Continue the forum thread on crate training a puppy while working from home, starting after its final post.

> **TEXT SECTION**
####################

# Working from home and Crate Training



## GoldenDoll (Apr 26, 2010)

P.S. I feel so BAD if I put her in the crate and she's in it most of the time while I'm working. I feel mean!


----------



## inge (Sep 20, 2009)

Why do you feel mean? If you didn't work from home you would have put her there, too, to keep her safe! You could try an X pen, where she could see you and have more room, but not be able to wander around. On the other hand, if she is in her crate and you take her out every 45 minutes, pee/poop/play, and then back in her crate, she's probably ready for another nap until the next time...
I tried an X pen, but it wasn't a very sturdy one: when Tess passed 4 months, she was able to walk around the house with it (we have an open floorplan), so that didn't work. It does get better, though...Tess is now 6 1/2 months and only goes in her crate when I have to go somewhere or at night, so she usually sleeps in the kitchen the rest of the day or plays in the room where I am, until she indicates she has to go out. I would go for safety first, without feeling bad! Think of how bad you would feel if you had been working and she would find something to eat she shouldn't, because she was allowed to roam the house and you didn't watch her for a minute...!

####################

> **DATA PROVIDED**
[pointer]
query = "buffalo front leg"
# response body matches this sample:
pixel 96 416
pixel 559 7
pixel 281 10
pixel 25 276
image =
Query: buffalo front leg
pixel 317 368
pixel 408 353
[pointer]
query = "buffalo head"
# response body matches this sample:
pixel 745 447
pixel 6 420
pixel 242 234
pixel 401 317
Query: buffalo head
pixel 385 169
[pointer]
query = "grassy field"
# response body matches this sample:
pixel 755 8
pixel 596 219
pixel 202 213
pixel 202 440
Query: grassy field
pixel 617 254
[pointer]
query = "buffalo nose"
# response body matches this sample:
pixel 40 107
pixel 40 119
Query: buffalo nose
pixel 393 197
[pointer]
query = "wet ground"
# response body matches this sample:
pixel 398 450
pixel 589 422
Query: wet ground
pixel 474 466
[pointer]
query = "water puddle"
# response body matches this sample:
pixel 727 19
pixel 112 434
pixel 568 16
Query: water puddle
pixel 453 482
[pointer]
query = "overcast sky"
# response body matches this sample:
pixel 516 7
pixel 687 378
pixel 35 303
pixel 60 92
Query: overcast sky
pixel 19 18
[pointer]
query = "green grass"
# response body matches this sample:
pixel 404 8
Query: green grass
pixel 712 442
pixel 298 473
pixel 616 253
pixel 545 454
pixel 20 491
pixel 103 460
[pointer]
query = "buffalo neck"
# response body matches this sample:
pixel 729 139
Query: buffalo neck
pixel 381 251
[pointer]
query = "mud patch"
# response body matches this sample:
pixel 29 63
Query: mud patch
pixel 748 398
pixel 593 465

####################

> **THE ANSWER**
----------



## Maxs Mom (Mar 22, 2008)

Don't humanize it. It will get you in trouble all the time. 

I got to work from home the first week we had Quinn. Wish I could all the time. I put her in the crate, when she cried I put her out to do her duties then back in her crate. Quinn LOVES her crate. She has toys in there, it is plenty roomy. We had someone letting her out a couple times a day the first month or so, then once a day. Now she is in there the whole time DH and I are at work. We leave at 6 AM and get home about 5 PM. She is fine. We spend quality time with our dogs in the evenings, lots of exercise, lots of attention. They are just fine. 

You are lucky to work from home but you need to focus on your job. I would crate her until she is more mature. Then she can be a help to you when she works. Right now I see a very cute distraction. LOL

Ann


----------



## GoldenDoll (Apr 26, 2010)

Yall are awesome. Thank you!!!


----------



## LibertyME (Jan 6, 2007)

I work from home and frequently have a puppy in tow...(although sadly, I am puppyless right now...)

Yes ...I crate...
I prefer to crate in a separate room....Personally I think it is important that they learn to crate quietly with me out of sight...

My other dogs are often loose...although on occasion I crate one or two of them too. 

Generally 5-5:30am up and out and play....in the crate from 8-noon....with a break around 10 am
Noon out to play and walk until 1 pm.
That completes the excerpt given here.